What you will do
Identify every line in the items below that contains the string "floe" and copy each of those lines. Case counts.

|---|

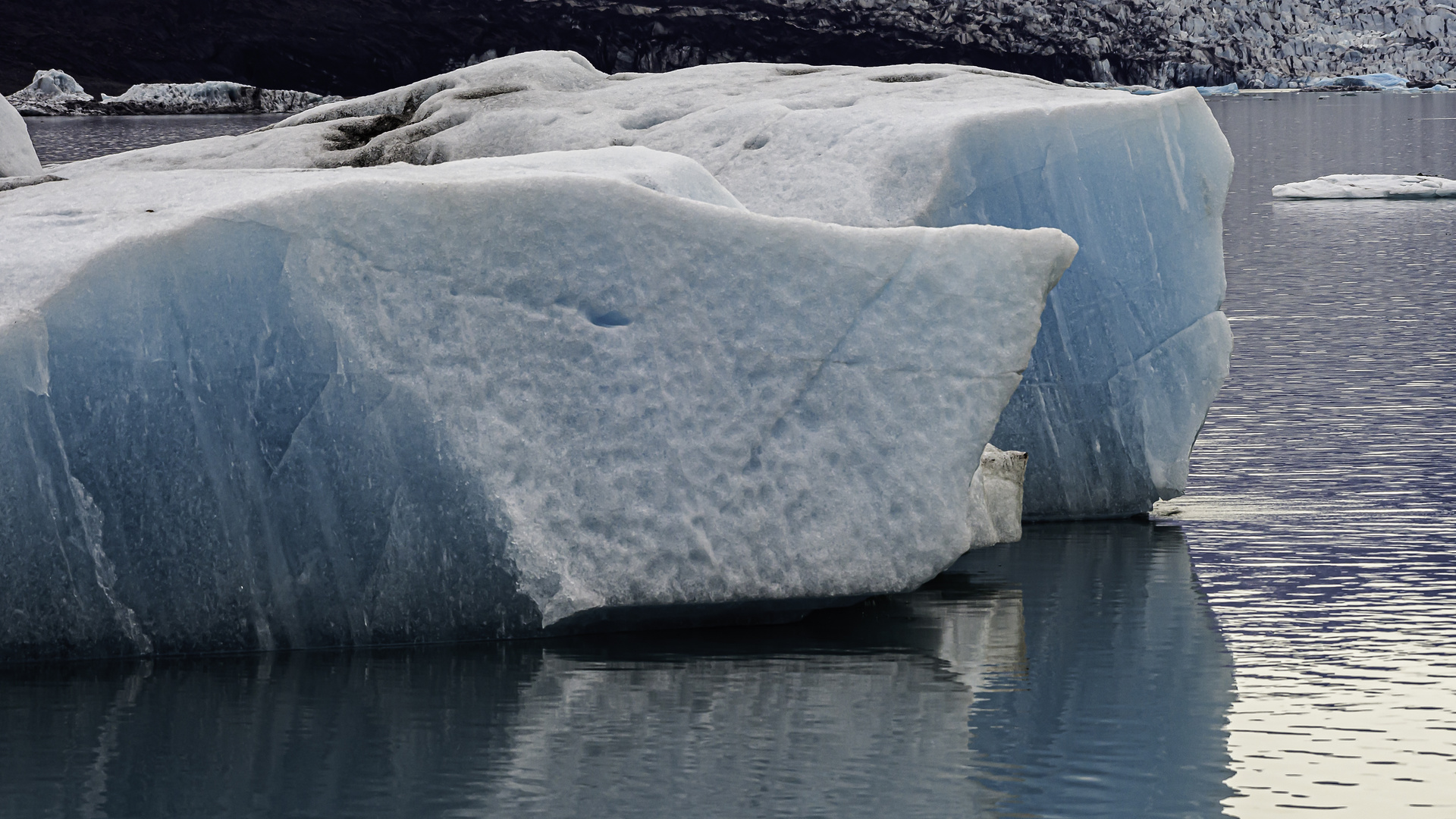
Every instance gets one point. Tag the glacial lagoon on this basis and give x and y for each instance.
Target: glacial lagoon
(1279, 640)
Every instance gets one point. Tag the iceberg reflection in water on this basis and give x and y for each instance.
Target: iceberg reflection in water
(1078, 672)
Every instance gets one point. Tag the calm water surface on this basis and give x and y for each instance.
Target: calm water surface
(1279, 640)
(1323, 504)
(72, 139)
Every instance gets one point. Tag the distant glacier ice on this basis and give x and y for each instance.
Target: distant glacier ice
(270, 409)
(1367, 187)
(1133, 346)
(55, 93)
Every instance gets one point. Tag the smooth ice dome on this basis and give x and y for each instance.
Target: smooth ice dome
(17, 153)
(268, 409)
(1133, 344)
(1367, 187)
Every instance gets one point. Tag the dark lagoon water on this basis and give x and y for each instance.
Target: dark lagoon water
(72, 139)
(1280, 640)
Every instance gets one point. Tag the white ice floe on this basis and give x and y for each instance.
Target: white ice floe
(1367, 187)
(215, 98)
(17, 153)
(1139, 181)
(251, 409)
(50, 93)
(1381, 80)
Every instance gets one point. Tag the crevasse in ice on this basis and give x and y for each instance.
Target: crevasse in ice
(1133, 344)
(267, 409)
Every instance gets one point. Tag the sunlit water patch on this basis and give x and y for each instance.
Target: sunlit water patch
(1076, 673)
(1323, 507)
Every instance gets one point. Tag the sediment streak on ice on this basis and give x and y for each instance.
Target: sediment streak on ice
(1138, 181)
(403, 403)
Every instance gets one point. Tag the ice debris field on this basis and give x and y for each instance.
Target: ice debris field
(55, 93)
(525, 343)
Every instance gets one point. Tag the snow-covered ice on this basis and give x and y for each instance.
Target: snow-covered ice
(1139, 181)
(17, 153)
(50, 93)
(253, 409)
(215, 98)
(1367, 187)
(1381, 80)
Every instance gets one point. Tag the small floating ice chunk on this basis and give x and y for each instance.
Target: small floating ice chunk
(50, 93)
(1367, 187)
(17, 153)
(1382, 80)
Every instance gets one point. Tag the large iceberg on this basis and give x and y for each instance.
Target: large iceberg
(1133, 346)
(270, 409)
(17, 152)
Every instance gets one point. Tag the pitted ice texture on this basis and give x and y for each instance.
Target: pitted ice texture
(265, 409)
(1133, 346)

|---|

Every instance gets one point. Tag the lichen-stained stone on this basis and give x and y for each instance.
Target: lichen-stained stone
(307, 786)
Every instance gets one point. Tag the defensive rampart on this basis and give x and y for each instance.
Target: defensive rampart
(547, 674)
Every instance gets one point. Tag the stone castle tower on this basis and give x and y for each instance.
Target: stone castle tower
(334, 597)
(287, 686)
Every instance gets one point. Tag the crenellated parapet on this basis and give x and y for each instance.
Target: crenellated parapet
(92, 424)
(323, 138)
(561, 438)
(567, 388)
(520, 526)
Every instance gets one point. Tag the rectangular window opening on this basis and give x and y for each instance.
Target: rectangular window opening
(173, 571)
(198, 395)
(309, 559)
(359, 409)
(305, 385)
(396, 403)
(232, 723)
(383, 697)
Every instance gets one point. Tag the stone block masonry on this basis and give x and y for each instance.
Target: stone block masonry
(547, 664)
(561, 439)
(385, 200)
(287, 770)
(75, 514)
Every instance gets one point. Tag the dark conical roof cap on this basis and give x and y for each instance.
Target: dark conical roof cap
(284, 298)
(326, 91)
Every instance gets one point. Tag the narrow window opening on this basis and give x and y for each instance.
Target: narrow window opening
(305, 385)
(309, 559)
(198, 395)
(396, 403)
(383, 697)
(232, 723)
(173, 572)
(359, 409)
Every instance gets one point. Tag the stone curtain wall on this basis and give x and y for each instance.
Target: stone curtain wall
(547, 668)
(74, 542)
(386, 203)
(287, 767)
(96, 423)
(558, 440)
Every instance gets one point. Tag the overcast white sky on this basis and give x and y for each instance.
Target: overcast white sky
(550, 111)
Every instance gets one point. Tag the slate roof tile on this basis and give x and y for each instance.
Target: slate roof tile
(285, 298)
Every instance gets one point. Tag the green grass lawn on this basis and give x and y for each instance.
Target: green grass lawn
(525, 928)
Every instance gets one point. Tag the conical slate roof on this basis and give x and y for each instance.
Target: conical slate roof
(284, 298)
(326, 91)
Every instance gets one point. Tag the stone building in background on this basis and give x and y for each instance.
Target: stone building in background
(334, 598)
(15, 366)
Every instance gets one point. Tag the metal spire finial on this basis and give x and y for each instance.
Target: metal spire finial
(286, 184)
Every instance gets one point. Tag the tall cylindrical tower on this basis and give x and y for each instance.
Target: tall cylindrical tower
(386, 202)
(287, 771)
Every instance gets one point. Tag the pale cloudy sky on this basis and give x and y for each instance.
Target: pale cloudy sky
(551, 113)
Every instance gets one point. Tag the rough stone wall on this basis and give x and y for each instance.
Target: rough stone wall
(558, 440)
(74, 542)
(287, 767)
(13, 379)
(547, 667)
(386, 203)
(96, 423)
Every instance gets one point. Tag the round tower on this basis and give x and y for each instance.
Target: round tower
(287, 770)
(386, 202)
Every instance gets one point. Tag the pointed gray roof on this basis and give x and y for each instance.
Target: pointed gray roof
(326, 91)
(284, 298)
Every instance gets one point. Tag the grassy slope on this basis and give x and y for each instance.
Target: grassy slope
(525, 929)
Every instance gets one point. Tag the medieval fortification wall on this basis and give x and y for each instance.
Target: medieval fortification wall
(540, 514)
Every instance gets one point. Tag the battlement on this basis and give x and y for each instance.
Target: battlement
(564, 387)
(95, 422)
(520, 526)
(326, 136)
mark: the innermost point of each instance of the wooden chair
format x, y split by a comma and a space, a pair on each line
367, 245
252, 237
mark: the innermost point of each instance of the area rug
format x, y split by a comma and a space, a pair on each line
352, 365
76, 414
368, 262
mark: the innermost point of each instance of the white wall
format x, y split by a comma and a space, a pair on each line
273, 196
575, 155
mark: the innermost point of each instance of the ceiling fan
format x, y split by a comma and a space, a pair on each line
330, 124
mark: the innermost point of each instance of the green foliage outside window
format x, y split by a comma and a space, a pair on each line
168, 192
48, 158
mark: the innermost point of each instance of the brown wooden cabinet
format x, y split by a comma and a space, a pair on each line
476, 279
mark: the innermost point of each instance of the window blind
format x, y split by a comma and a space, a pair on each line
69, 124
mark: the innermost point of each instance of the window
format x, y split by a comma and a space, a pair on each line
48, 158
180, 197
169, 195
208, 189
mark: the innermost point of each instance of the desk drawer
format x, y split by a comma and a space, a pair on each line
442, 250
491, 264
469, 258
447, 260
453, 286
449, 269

|---|

Completed task
Every instance gets one point. Tag the white ice floe on this basis and give x and y for each instance.
Target: white ice floe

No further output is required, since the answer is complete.